Segment Start: MATERIAL FOR THIS EXERCISE
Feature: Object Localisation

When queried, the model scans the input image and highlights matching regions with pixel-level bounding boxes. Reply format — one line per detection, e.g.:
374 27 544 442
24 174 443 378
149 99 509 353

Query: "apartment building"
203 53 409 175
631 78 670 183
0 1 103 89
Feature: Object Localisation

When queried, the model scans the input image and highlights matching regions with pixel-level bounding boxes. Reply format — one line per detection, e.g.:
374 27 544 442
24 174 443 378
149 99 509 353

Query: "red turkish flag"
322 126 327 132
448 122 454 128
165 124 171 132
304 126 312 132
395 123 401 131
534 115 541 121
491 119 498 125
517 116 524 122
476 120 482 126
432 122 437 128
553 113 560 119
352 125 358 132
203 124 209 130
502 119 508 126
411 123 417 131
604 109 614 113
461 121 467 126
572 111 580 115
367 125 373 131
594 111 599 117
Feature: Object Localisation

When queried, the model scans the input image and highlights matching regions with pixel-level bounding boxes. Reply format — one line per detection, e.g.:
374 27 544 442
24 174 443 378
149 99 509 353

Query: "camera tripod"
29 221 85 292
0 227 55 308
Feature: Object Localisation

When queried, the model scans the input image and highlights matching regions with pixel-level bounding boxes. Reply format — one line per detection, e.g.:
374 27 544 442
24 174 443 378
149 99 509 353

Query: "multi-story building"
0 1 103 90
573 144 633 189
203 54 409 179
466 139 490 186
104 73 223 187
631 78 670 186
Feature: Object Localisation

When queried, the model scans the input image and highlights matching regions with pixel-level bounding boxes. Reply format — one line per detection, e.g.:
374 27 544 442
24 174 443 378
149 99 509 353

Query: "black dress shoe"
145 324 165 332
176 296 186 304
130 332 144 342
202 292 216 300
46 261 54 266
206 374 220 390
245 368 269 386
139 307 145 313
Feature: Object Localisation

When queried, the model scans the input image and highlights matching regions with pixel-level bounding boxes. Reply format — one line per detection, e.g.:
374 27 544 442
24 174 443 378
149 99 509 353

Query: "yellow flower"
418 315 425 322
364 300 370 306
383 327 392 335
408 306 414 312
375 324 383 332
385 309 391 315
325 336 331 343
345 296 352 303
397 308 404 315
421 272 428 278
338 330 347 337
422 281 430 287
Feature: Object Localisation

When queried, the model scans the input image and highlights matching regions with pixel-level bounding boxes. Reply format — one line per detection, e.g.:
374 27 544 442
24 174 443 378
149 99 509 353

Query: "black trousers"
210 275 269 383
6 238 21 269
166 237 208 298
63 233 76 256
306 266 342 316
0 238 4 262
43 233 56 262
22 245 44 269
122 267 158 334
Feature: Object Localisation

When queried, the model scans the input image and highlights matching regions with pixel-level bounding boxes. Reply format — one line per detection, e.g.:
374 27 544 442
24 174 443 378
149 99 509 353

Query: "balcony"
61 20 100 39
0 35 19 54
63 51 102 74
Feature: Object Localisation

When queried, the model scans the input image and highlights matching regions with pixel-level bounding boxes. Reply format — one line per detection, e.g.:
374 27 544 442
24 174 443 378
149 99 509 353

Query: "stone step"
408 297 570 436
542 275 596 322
Segment End: MATERIAL FOR THIS EXERCISE
Nothing in the listing should be left out; repeat it exactly.

## OUTPUT BELOW
Feature: Object Localisation

When queried, the model scans the input image and highlights matching regions with pixel-level bounding boxes. Reply format — one line per detection, e.g.:
374 27 544 442
24 174 443 378
149 99 509 353

Query: "apartment building"
203 53 409 175
631 78 670 183
0 1 103 89
Feature: Object Localisation

When queried, the model scans the input image and highlights matching regions with pixel-level bounding boxes. Reply format — one line per detection, e.g.:
374 27 544 442
24 174 443 378
149 99 509 353

Query: "red turkish flag"
322 126 327 132
448 122 454 128
165 124 171 132
304 126 312 132
395 123 401 131
534 115 541 121
491 119 498 125
517 116 524 122
476 120 482 126
432 122 437 128
553 113 560 119
352 125 358 132
203 124 209 130
502 119 508 126
411 123 417 131
604 109 614 113
461 121 467 126
572 111 580 115
367 125 373 131
594 111 599 117
Feature: Object Localisation

When queried, the model scans the input image and highlights matching regions with pixel-level bounding boxes. Reply format — one line per detection, e.g.:
374 27 544 442
24 174 443 378
149 99 509 353

Query: "camera tripod"
29 221 85 292
0 227 55 308
Feature: Object Localisation

When queried, the model scans the input image and highlights matching regions with pixel-level bounding boxes. Reply format — one line per detection, e.g.:
374 27 544 442
24 174 443 378
149 99 509 353

Query: "multi-story building"
0 1 103 90
573 144 633 189
203 54 409 179
466 139 490 186
104 73 223 187
631 78 670 186
Feature: Object Localisation

When queried, the model scans the input image and highlights matching regions with pixel-level bounding boxes. Reply format — one line per detection, e.g.:
374 27 544 442
24 174 443 378
149 99 509 353

Query: "black dress shoe"
145 324 165 332
176 296 186 304
130 332 144 342
202 292 216 300
46 261 54 266
206 374 220 390
245 368 269 386
139 307 145 313
Feature: Object Localisation

When queried, the model scans the input image and highlights matching regions with pixel-level bounding boxes. Reply format — one line per detection, e.g.:
374 27 544 442
24 174 443 378
149 99 509 353

Query: "yellow flower"
418 315 425 322
364 300 370 306
383 327 392 335
408 306 414 312
375 324 383 332
385 309 391 315
325 336 331 343
345 296 352 303
397 308 404 315
421 272 428 278
338 330 347 337
422 281 430 287
Feature: Object Localisation

When queried, the model scans the input image and highlights matching regions with pixel-level bounding boxes. Reply format — one line per detection, e.g.:
374 27 544 442
24 174 443 378
149 99 509 353

Query: "black trousers"
210 275 269 383
6 238 21 269
166 237 208 298
63 233 76 256
306 266 342 316
0 238 4 262
43 233 56 262
22 245 44 269
122 267 158 334
Feature: Object Localisation

When queried, the model scans the input image and highlights matching regions with pixel-level bounding boxes. Reply format — one line per detection, e.g.:
374 27 544 442
24 174 443 378
149 99 509 353

Query: "balcony"
61 20 100 39
0 35 19 54
63 51 102 74
Feature: Object Localisation

When queried, the model scans the input image and highlights matching regions with pixel-level bounding boxes. Reply format — one line per detection, e.g.:
374 27 544 442
24 174 443 378
149 99 509 353

Query: "stone step"
408 297 570 436
542 275 596 322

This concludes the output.